Edit the part of the material that opens with the line containing "Given the image above, the detector locates the blue" and closes with the line containing "225;0;580;183": replace "blue sky" with "clear sky" and leave everything else the same. Return only those lines.

Photo labels with bounding boxes:
···
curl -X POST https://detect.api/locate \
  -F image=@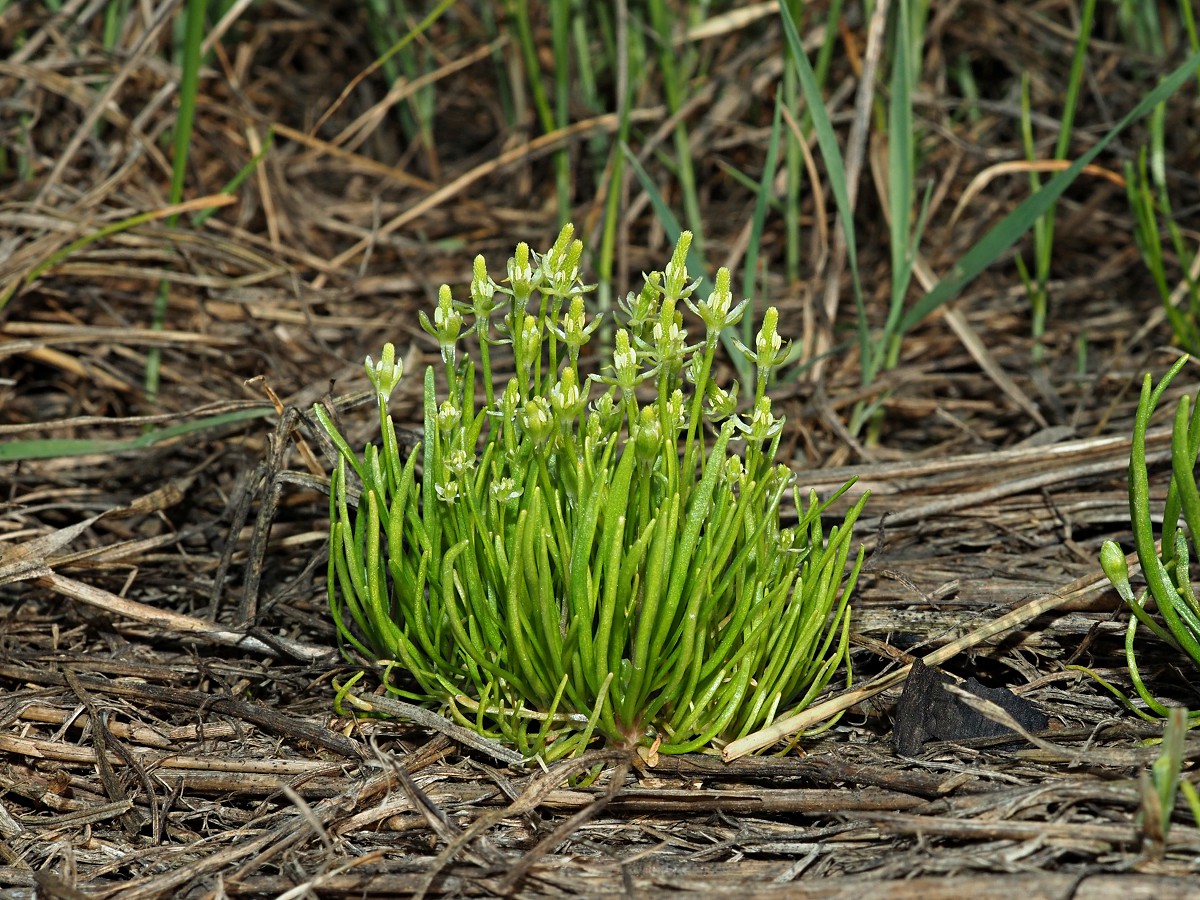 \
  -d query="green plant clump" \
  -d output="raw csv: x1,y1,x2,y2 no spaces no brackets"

314,226,866,760
1100,356,1200,721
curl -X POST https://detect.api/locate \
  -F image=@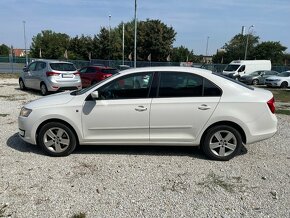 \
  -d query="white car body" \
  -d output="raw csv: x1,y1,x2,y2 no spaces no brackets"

18,67,277,160
265,71,290,88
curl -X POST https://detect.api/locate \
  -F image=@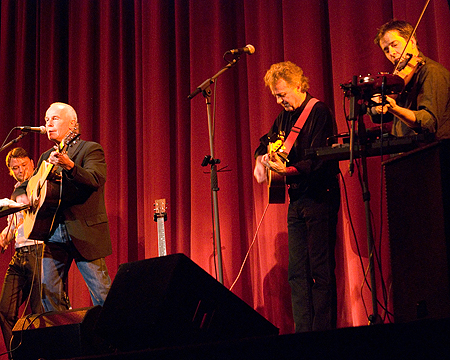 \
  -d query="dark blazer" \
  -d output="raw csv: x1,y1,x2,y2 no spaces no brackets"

15,140,112,260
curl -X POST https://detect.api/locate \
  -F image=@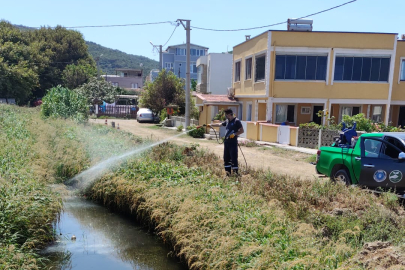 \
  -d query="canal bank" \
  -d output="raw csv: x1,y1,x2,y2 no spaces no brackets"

41,196,187,270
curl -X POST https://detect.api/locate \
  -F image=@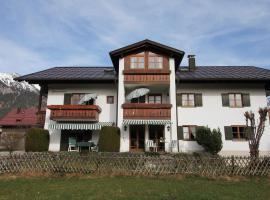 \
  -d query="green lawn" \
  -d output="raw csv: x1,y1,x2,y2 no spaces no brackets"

0,177,270,200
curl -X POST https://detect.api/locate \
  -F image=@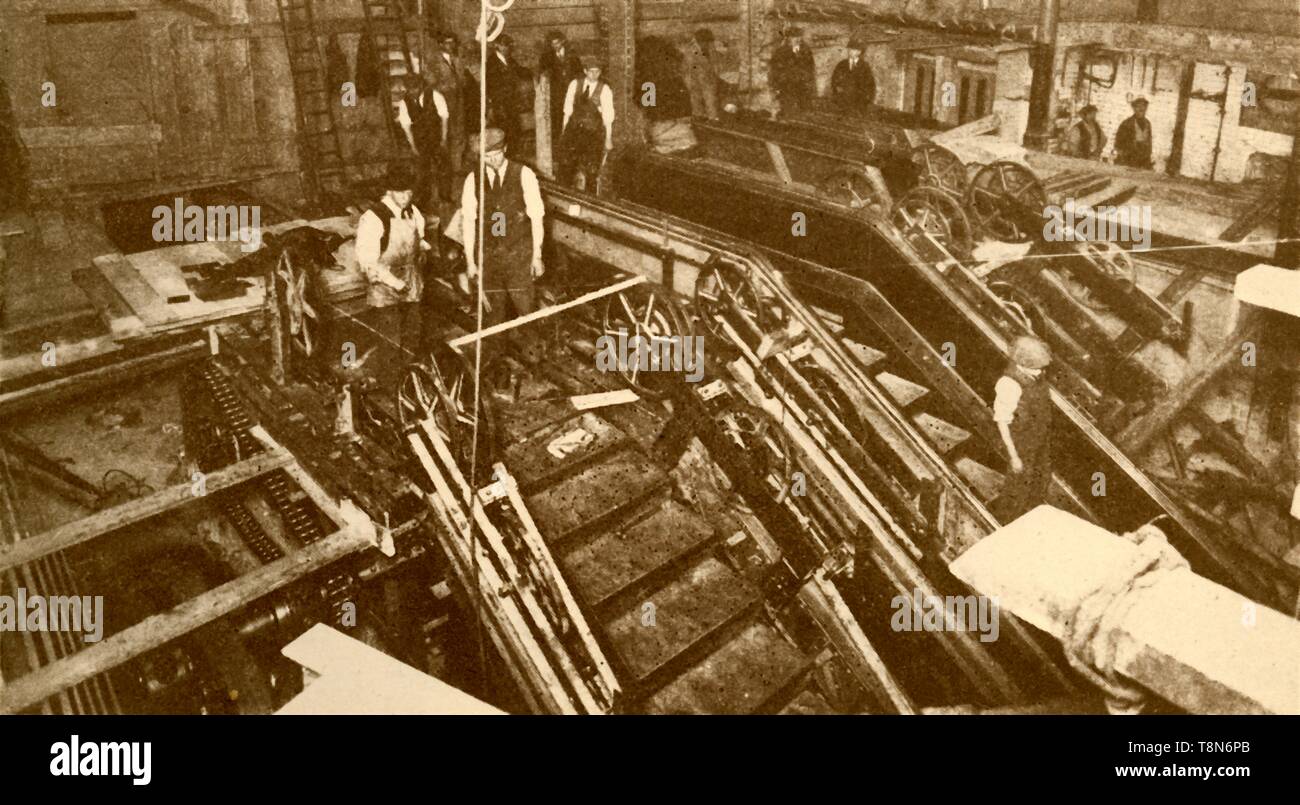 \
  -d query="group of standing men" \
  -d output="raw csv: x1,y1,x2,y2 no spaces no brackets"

1067,98,1153,170
356,31,615,363
767,27,876,116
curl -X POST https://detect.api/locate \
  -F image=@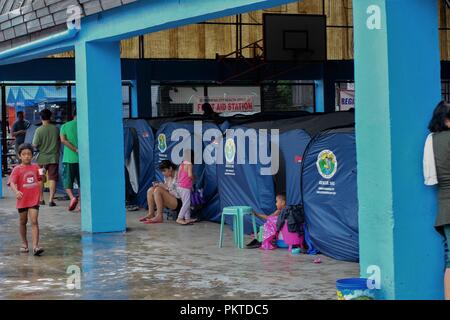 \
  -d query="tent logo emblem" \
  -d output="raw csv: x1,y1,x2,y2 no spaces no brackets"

316,150,337,179
158,133,167,152
225,138,236,163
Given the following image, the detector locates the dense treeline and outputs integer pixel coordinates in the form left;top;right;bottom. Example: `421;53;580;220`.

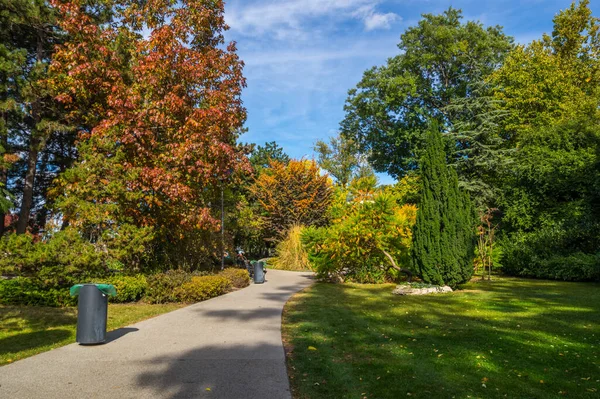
0;0;251;284
0;0;600;292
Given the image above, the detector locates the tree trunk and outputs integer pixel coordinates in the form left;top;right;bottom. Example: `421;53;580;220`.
17;138;40;234
0;112;8;237
17;29;46;234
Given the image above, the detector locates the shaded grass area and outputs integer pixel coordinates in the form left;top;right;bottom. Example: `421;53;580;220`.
283;278;600;398
0;303;184;365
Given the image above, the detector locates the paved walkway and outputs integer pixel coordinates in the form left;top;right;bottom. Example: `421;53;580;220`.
0;270;312;399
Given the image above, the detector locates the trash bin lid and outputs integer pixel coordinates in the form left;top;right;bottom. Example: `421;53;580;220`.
69;284;117;296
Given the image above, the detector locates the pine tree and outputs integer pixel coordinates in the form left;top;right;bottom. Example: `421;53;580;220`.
411;124;475;286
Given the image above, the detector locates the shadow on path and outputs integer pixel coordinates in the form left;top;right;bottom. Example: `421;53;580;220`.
136;343;290;399
105;327;139;344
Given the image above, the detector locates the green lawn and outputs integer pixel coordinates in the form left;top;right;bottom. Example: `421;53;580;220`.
283;278;600;398
0;304;184;365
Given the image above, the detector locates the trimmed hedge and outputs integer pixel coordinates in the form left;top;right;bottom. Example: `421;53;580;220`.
0;268;250;307
174;276;232;302
219;267;250;288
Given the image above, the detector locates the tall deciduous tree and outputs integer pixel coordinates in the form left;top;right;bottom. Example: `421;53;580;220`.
411;124;475;286
314;135;374;187
250;141;290;173
341;8;512;177
250;160;333;238
47;0;249;265
490;0;600;279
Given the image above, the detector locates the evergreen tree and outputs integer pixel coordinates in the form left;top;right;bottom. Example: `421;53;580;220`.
411;124;475;286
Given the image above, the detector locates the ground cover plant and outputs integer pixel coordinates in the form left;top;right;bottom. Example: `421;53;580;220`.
283;278;600;399
0;303;182;365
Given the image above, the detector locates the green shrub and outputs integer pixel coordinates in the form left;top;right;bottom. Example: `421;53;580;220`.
174;276;232;302
104;274;148;303
269;226;312;271
500;226;600;281
0;277;77;307
302;190;417;283
219;267;250;288
144;270;192;303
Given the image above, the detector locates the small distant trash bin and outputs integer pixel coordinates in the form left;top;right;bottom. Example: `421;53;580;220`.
254;260;265;284
70;284;117;345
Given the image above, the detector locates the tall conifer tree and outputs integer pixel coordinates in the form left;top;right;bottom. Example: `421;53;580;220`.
412;124;475;286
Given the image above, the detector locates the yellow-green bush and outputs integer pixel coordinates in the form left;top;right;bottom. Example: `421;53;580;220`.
219;267;250;288
174;276;232;302
269;226;312;271
106;274;148;302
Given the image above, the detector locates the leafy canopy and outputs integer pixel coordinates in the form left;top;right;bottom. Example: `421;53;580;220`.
341;8;512;177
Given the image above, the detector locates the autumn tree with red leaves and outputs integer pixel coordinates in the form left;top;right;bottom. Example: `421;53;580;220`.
46;0;249;272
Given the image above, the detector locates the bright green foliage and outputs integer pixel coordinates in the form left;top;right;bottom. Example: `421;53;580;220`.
269;226;312;271
144;270;199;303
102;274;148;302
0;277;77;307
314;135;373;187
411;125;475;286
174;276;231;303
302;178;416;283
342;8;512;177
491;1;600;280
219;267;250;288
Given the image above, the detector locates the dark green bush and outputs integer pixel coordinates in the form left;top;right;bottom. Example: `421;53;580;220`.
0;277;77;307
175;276;232;303
219;267;250;288
500;224;600;281
103;274;148;303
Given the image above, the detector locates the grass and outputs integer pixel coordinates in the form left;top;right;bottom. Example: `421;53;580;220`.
283;278;600;399
0;303;184;365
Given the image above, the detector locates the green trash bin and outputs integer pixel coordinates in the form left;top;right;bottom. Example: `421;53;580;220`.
70;284;117;345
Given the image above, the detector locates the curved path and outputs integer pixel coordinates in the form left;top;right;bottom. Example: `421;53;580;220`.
0;270;312;399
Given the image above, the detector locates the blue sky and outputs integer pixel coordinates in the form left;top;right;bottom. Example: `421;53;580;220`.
225;0;580;183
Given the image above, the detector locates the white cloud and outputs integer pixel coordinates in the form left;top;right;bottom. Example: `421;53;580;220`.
···
> **SOLUTION**:
Given the image above, the detector locates the clear sky and outputs integer pixel coordinates in the form left;top;right;bottom. Example: `421;53;580;220`.
225;0;580;183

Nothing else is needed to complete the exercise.